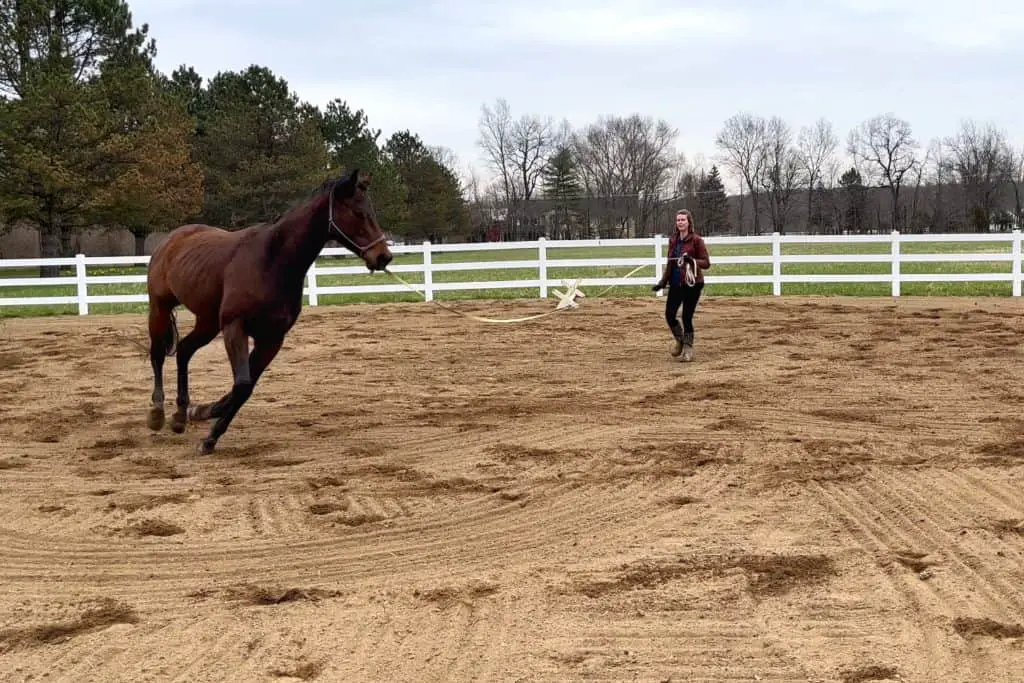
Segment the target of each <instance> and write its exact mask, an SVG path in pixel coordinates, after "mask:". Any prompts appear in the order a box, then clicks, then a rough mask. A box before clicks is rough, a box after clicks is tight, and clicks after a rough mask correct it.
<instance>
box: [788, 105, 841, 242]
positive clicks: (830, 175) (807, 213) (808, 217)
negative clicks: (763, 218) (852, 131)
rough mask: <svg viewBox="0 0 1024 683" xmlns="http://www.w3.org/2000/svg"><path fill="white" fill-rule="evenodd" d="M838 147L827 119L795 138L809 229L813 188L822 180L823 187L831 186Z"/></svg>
mask: <svg viewBox="0 0 1024 683" xmlns="http://www.w3.org/2000/svg"><path fill="white" fill-rule="evenodd" d="M838 147H839V137H837V136H836V132H835V131H834V130H833V125H831V122H830V121H828V119H825V118H820V119H818V120H817V121H815V122H814V125H812V126H803V127H802V128H801V129H800V134H799V135H798V137H797V154H798V155H799V159H800V165H801V169H802V171H803V174H804V183H805V185H806V187H807V188H808V191H807V224H808V227H810V222H811V215H812V213H813V206H812V205H813V202H814V188H815V186H816V185H817V184H818V183H819V182H821V181H822V180H826V179H827V180H828V181H829V182H827V183H824V182H823V183H822V184H825V185H831V184H833V182H831V181H833V180H834V179H835V176H836V172H837V170H838V167H839V164H838V163H837V161H836V150H837V148H838Z"/></svg>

—————

*Brief*
Print every line of the records above verbatim, leaving out the pictures.

*Exercise answer*
Segment the target of each <instance> and write its exact mask, an SVG path in pixel coordinates, after "mask:". Any prompts appear in the order a box, then clicks, then a rough mask. A box before clicks is rough, a box after clicks is tight, and clicks after a rough mask correct it.
<instance>
box: [788, 105, 841, 242]
positive clicks: (830, 175) (807, 213) (808, 217)
negative clicks: (763, 218) (852, 131)
rough mask: <svg viewBox="0 0 1024 683" xmlns="http://www.w3.org/2000/svg"><path fill="white" fill-rule="evenodd" d="M838 147L827 119L795 138L809 229L813 188L822 180L823 187L831 186Z"/></svg>
mask: <svg viewBox="0 0 1024 683" xmlns="http://www.w3.org/2000/svg"><path fill="white" fill-rule="evenodd" d="M838 147H839V137H837V136H836V132H835V131H834V130H833V125H831V122H830V121H828V119H825V118H820V119H818V120H817V121H815V122H814V125H812V126H803V127H802V128H801V129H800V134H799V135H798V137H797V154H798V155H799V159H800V165H801V169H802V171H803V174H804V183H805V185H806V187H807V188H808V191H807V224H808V227H810V222H811V215H812V213H813V206H812V205H813V202H814V188H815V186H816V185H817V184H818V183H819V182H821V181H822V180H826V179H827V180H828V181H829V182H827V183H824V182H823V183H822V184H825V185H831V184H833V182H831V181H833V180H834V179H835V176H836V172H837V170H838V167H839V164H838V163H837V161H836V150H837V148H838Z"/></svg>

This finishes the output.